» Stated exercise 1:
In the Tresco piece, what did the writer make the night before from tiny yellow sea snail shells?
» Stated exercise 2:
Please duplicate the part of the Tresco piece starting with "There, a big" and going on through "in these surroundings.".
» Stated exercise 3:
Go on with the Tresco piece from the point where it stops.

» Extract to read:
━━━━━━
4 min read

Tresco not Tesco

And an offer to go sailing
Tresco not Tesco
Photo by Artem Verbo / Unsplash

—03.08.2000—

I’m tired at the moment. I stayed up late last night making a necklace out of tiny, yellow, sea snail shells. And today I went over to Gugh and helped Patricia paint their bedroom. The best part, as always, is the conversation. It flowed seamlessly from communism (nice in theory, dreadful in practice), to the sexual mores of the 1970s, to the things you can learn from manual labor. In painting, as in life, care, attention to detail, and nice, even strokes, can go a long way.

So much has been going on lately. I went to Tresco on Sunday with Marco, a guy who’s been here for a while picking flowers. (Some farms still produce them.) He’s great. He’s got this real “Scooby-Doo” persona, well Shaggy actually. Same walk, similar dress, except he’s the English version. So instead of saying “Zoiks!” he says “Blimey!”

Tresco (as opposed to Tesco, the English supermarket chain) is about two or three times the size of St. Agnes (which is to say, it’s still not very big). The whole place is a privately owned estate. There are clusters of houses on both sides of the island but the people living there all work for the same employer. It’s funny to me how different it is from St. Agnes.

There, a big hotel sprawls over several acres and covers the island with generic, commercial architecture, tennis courts, and manicured lawns. It’s a bit like going to a remote conference center. It feels strange and out of place to me in these surroundings.
━━━━━━
[Records]
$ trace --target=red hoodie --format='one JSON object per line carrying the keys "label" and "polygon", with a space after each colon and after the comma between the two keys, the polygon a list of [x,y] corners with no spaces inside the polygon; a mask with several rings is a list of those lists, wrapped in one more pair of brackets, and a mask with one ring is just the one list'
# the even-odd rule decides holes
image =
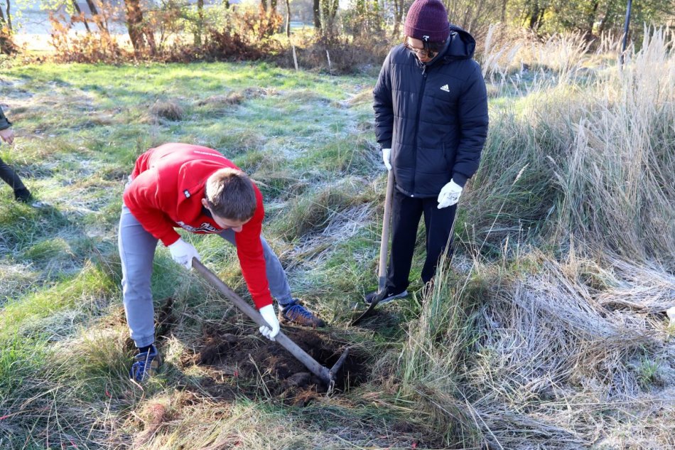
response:
{"label": "red hoodie", "polygon": [[[231,161],[207,147],[165,144],[151,149],[136,160],[132,181],[124,191],[124,204],[143,227],[168,246],[180,235],[175,227],[194,233],[222,230],[204,214],[206,180],[225,167],[239,169]],[[240,169],[239,169],[240,170]],[[234,233],[237,255],[253,301],[259,309],[272,304],[265,272],[260,232],[265,211],[262,194],[255,183],[257,207],[240,232]]]}

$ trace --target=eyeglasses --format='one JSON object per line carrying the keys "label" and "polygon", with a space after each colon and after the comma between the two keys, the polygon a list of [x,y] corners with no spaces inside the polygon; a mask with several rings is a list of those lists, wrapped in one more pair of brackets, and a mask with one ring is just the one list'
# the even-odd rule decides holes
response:
{"label": "eyeglasses", "polygon": [[408,42],[403,43],[403,45],[405,45],[406,48],[417,55],[418,58],[433,58],[438,54],[438,52],[431,51],[426,48],[416,48],[411,45]]}

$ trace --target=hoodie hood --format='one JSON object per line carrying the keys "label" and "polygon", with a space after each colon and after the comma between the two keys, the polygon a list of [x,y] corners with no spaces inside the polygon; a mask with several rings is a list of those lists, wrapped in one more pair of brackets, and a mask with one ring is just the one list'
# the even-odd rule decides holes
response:
{"label": "hoodie hood", "polygon": [[476,51],[476,40],[468,31],[456,25],[450,26],[450,45],[443,55],[443,60],[470,59]]}
{"label": "hoodie hood", "polygon": [[188,161],[180,166],[176,184],[178,191],[176,205],[177,217],[190,220],[201,214],[201,207],[195,209],[194,199],[192,198],[203,198],[205,195],[206,181],[214,172],[222,168],[222,161],[203,159]]}

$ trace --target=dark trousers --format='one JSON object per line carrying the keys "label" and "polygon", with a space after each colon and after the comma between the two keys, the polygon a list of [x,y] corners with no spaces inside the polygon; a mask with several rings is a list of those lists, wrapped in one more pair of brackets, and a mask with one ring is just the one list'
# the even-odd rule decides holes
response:
{"label": "dark trousers", "polygon": [[2,178],[3,181],[9,184],[11,188],[14,190],[14,196],[16,198],[30,196],[28,190],[26,188],[26,186],[23,186],[23,183],[21,182],[21,178],[18,178],[18,176],[16,175],[16,172],[15,172],[11,167],[6,164],[1,158],[0,158],[0,178]]}
{"label": "dark trousers", "polygon": [[400,292],[408,288],[410,267],[419,219],[424,215],[426,227],[426,259],[422,281],[427,283],[436,274],[438,258],[448,248],[452,255],[453,223],[457,205],[438,209],[436,198],[414,198],[394,190],[392,204],[392,251],[387,274],[388,290]]}

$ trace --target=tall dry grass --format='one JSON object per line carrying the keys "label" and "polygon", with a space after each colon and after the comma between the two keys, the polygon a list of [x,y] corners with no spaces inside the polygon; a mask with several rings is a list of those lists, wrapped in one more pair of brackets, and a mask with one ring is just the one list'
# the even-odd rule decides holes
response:
{"label": "tall dry grass", "polygon": [[[467,223],[477,229],[467,235],[489,230],[497,244],[529,228],[554,246],[573,236],[599,252],[675,267],[675,36],[644,36],[622,66],[603,63],[576,36],[510,60],[500,48],[484,56],[486,76],[500,74],[495,82],[512,100],[492,111],[470,195],[480,201],[468,202]],[[526,56],[540,68],[509,74]]]}
{"label": "tall dry grass", "polygon": [[392,373],[448,446],[675,446],[675,36],[645,36],[622,67],[576,36],[484,56],[506,100],[463,199],[467,257]]}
━━━━━━
» Task response 1:
A necklace.

» Task response 2:
There, a big hotel sprawls over several acres and covers the island with generic, commercial architecture, tennis courts, and manicured lawns. It’s a bit like going to a remote conference center. It feels strange and out of place to me in these surroundings.

» Task response 3:
On the other side of the island stand the remains of a castle King Charles built in the mid-1500s, ill-placed on the top of the island to defend the harbor entrance between Tresco and Bryher, which it overlooks. I say ill-placed because as soon as they pointed their cannons down at the water, the cannonballs rolled out. Surely there’s a 400-year-old word for “Doh!”

Don’t quote me as I rewrite English history here, but I believe that after the Royalists were defeated in the Civil War in the 1600s—The Scilly Isles was their last stronghold—Oliver Cromwell built another castle on the shore below.

We also climbed down into Piper’s Hole, an old smugglers cave, whose entrance lies within the cliffs of Tresco’s north shore. The cavern itself is a tall, skinny sliver, filled wall-to-wall across its lower reaches by a quiet pool that disappears back into the distant dark, beyond the reach of the flashlights. We sat for a while and listened to the water drip in echoes from the arched ceiling. I tried in vain to explore further, equipped with only my wellies. Perhaps a swim is in order the next time I’m over there. Perhaps Jon will be up for it, unless it's full of eels or something.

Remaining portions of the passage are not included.